§ EXCERPTED PASSAGE:
'''

Martin Möller Geometry of strata of abelian differentials We compare the geometry of strata of abelian differentials with their older sibling, the moduli space of curve. In particular we address the questions of its Euler characteristic and its Kodaira dimension.
Rahul Pandharipande and Samir Canning Cohomology of the moduli of Abelian varieties, curves, and K3 surfaces We will discuss directions old and new in the study of the cohomologies of these moduli spaces (with many open questions).
Dan Petersen Hyperelliptic curves, the scanning map, and moments of quadratic \(L\)-functions I will explain a calculation of the stable cohomology of the moduli space of hyperelliptic curves, with coefficients in an arbitrary symplectic local system. The result is closely related to, and provides a geometric interpretation of, a series of conjectures on asymptotics of moments of families of quadratic \(L\)-functions. (Joint with J. Bergström, A. Diaconu and C. Westerland).

'''

§ DATA EXCERPTS:
'''

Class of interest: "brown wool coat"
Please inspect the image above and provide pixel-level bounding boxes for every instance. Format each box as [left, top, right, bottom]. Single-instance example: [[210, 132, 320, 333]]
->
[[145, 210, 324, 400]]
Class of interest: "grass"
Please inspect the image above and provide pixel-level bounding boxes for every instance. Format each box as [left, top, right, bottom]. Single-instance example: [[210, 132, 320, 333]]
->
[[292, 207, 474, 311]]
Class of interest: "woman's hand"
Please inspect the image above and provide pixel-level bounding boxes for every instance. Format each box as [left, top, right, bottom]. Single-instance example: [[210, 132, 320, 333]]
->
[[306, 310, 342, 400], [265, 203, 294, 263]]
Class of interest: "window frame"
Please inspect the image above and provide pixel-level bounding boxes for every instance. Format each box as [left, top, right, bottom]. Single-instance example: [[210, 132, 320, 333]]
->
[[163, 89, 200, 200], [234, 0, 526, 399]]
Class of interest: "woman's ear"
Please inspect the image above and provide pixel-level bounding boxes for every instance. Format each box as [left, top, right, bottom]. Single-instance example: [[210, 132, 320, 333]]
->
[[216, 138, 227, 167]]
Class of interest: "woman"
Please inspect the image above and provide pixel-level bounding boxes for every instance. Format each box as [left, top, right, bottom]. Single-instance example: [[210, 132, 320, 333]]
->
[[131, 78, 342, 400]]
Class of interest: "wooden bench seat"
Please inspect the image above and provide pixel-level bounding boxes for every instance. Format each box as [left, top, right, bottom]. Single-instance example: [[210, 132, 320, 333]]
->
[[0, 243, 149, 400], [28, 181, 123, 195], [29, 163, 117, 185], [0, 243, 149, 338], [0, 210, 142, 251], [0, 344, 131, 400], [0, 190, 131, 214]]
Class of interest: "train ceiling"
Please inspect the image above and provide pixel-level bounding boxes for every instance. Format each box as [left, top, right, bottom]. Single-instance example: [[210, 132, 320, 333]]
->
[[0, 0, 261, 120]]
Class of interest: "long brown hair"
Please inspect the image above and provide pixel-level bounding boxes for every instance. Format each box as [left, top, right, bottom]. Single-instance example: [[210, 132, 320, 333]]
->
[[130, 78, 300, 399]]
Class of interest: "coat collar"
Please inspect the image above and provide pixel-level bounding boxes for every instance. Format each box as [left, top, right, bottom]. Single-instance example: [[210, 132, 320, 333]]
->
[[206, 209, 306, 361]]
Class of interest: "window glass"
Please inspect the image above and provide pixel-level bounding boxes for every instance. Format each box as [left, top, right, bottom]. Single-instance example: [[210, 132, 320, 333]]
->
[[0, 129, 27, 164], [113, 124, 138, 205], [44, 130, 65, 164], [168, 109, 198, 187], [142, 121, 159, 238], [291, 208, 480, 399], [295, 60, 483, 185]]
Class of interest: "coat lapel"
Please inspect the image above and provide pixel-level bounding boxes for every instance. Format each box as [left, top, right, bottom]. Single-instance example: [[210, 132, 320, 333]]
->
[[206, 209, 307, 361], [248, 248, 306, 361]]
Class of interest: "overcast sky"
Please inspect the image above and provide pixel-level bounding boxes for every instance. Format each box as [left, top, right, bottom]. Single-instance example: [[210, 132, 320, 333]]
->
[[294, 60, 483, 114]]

'''

§ PROBLEM DESCRIPTION:
In the talk abstracts above, reproduce word for word everything from "Martin Möller Geometry" down to "many open questions).".

§ SOLUTION BELOW:
Martin Möller Geometry of strata of abelian differentials We compare the geometry of strata of abelian differentials with their older sibling, the moduli space of curve. In particular we address the questions of its Euler characteristic and its Kodaira dimension.
Rahul Pandharipande and Samir Canning Cohomology of the moduli of Abelian varieties, curves, and K3 surfaces We will discuss directions old and new in the study of the cohomologies of these moduli spaces (with many open questions).